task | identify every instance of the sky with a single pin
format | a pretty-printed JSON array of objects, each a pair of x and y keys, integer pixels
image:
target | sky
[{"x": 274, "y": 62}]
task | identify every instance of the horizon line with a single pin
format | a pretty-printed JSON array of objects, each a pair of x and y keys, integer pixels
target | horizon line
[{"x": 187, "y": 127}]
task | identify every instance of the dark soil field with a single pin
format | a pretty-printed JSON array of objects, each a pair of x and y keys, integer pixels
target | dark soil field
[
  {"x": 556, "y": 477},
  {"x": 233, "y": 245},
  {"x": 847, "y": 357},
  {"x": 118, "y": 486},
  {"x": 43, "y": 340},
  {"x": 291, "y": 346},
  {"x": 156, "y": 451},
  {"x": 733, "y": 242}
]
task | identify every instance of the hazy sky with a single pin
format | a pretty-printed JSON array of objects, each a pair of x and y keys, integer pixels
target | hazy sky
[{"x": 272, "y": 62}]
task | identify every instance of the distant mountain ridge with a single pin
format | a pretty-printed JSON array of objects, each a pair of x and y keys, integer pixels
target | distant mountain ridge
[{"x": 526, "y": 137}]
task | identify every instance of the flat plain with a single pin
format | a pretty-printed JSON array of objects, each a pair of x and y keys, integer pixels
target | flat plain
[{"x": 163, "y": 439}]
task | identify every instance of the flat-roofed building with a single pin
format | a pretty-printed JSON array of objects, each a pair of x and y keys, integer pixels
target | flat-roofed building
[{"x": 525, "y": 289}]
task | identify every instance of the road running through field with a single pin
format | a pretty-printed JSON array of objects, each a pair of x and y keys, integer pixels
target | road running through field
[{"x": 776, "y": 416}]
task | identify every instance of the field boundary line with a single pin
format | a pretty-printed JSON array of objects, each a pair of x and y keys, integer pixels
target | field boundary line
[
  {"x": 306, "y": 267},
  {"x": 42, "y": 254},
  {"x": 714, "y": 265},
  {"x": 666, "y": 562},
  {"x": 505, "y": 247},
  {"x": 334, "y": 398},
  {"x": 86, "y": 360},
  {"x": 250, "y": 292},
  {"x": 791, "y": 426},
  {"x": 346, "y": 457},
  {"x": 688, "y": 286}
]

▸ TASK ITEM
What must be returned is only the number of lines in the records that hold the word "identify".

▸ ANSWER TO THE EXERCISE
9